Text provided:
--*--

What is the Cash Flow Adequacy Ratio?
The cash flow adequacy ratio is used to determine if the cash flow generated by a company is sufficient to pay for its ongoing expenses—for example, reductions in long-term debt, acquisition of fixed assets or paying dividends to shareholders.
Cash flow adequacy is a liquidity ratio that measures the ability of a company to meet its short term cash expenses.
With cash flow adequacy ratio, lenders can determine the ability of a company to pay its current debts and future ones as well. A company that is unable to meet its current financial expenses will find it difficult to pay for an additional loan, except the loan is used to exceptionally boost the cash flow from operations.
On the other hand, companies who can fund their current short term expenses from operational cash flows are more likely to pay back their debt. The cash flow adequacy ratio is hence used to determine a credit rating for companies.
Companies may also use the cash flow adequacy ratio for different years to compare their performance. If the cash flow adequacy ratio is increasing over the years, it is a sign that the company is increasing its operational cash flow or reducing its expenses.
However, if the cash flow adequacy ratio is decreasing, it is a sign that the company is increasing its expenses, or losing its cash flow from operations.
While the cash flow adequacy ratio is good for comparing a company’s current and previous performances, it is not advisable to use the cash flow adequacy ratio to compare companies that are in different industries, since their operational models will not be the same.
Cash Flow Adequacy Ratio Formula
The cash flow adequacy ratio is used to determine whether the cash flows generated by the operations of a business are sufficient to pay for its other ongoing expenses. In essence, cash flows from operations are compared to the payments made for long-term debt reductions, fixed asset acquisitions, and dividends to shareholders. The formula is:
Cash Flow Adequacy Ratio = Cash flow from operations ÷ (Long-term debt paid + Fixed assets purchased + Cash dividends distributed)
The cash flow from operations is the income of the company from the sale of its products and services. Cash flow from operations is different from net income because net income in a year will also include any extra cash that the company makes in the period, such as one time sales of old equipment or real estate. Cash flow from operations can be obtained from the sales records or calculated. Note also that it does not include the cost of goods sold.
Long-time debt is the money that the company is owing and is supposed to pay back over a long period. There will be typically yearly or monthly contributions towards offsetting the loan.
Fixed assets purchased are the capital expenditures such as new production equipment, purchase of landed property, etc., that will be used to increase production.
From the equation, the cash flow adequacy ratio will increase if the cash flow from operations increases, and it will decrease if the denominator of the equation, which is the long term debt plus fixed assets purchased plus dividends paid is increased.
Any result higher than 1 indicates that a firm is generating sufficient cash flow to maintain itself without acquiring additional debt or equity funding.
The concept can also be applied on a forward-looking basis to determine whether a financial plan will result in a self-sustaining enterprise. If not, the plan can be adjusted to improve the planned cash flow adequacy ratio.
Example of the Cash Flow Adequacy Ratio
A business generates $500,000 of cash flows from operations in its most recent year of operations. During that time, it also paid down $225,000 of debt, acquired $175,000 of fixed assets, and paid out $75,000 of dividends. Its cash flow adequacy ratio is calculated as:
$500,000 Cash flow from operations ÷ ($225,000 Debt payments + $175,000 Fixed asset purchases + $75,000 Dividends) = 1.05 Cash flow adequacy ratio
Cash Flow Adequacy Ratio Analysis
The cash flow adequacy ratio is used to determine if a company is generating enough cash to support its short-term expenses. This same principle is used to estimate the viability of future loans or other projects. In this case, the terms of the equation are replaced with future values and the ratio is calculated.

--*--

Items:
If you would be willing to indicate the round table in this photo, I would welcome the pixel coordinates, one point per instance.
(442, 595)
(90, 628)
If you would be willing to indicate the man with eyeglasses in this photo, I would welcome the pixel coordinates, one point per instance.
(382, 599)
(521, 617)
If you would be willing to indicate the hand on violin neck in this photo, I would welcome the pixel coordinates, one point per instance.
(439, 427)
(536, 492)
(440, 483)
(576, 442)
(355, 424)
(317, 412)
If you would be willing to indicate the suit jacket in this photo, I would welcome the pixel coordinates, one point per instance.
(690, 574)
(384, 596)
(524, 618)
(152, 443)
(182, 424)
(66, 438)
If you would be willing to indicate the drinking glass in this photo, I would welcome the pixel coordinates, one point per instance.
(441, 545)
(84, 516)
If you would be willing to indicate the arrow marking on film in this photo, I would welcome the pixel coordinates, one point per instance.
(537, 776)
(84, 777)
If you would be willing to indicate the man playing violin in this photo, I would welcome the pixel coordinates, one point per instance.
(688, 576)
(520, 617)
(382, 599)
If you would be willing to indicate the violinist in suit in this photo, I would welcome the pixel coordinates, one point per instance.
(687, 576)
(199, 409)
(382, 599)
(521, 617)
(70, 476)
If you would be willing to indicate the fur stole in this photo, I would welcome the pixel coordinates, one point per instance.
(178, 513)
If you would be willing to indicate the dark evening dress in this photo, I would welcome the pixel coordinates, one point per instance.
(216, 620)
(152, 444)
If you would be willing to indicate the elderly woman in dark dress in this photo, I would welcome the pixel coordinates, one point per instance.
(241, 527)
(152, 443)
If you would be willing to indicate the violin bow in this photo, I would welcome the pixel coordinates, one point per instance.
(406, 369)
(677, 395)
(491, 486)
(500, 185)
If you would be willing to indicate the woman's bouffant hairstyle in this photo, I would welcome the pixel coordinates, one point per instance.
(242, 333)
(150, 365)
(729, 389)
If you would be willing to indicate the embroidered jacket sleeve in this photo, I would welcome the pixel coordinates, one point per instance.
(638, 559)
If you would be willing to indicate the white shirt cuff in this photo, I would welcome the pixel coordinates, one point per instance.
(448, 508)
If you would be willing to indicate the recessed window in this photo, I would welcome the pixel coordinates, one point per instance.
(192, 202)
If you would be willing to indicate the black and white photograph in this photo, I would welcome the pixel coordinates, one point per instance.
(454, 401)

--*--

Actions to take:
[1] In the text on the cash flow adequacy ratio, list the three payments that the ratio's formula adds together in the denominator.
[2] According to the text on the cash flow adequacy ratio, why shouldn't the ratio be used to compare companies in different industries?
[3] Please write out everything in the text on the cash flow adequacy ratio from "From the equation, the" down to "flow adequacy ratio.".
The records aren't needed here.

Answers to the exercises:
[1]
Long-term debt paid
Fixed assets purchased
Cash dividends distributed

[2] Companies in different industries have different operational models, so comparing them with the ratio is not advisable.

[3]
From the equation, the cash flow adequacy ratio will increase if the cash flow from operations increases, and it will decrease if the denominator of the equation, which is the long term debt plus fixed assets purchased plus dividends paid is increased.
Any result higher than 1 indicates that a firm is generating sufficient cash flow to maintain itself without acquiring additional debt or equity funding.
The concept can also be applied on a forward-looking basis to determine whether a financial plan will result in a self-sustaining enterprise. If not, the plan can be adjusted to improve the planned cash flow adequacy ratio.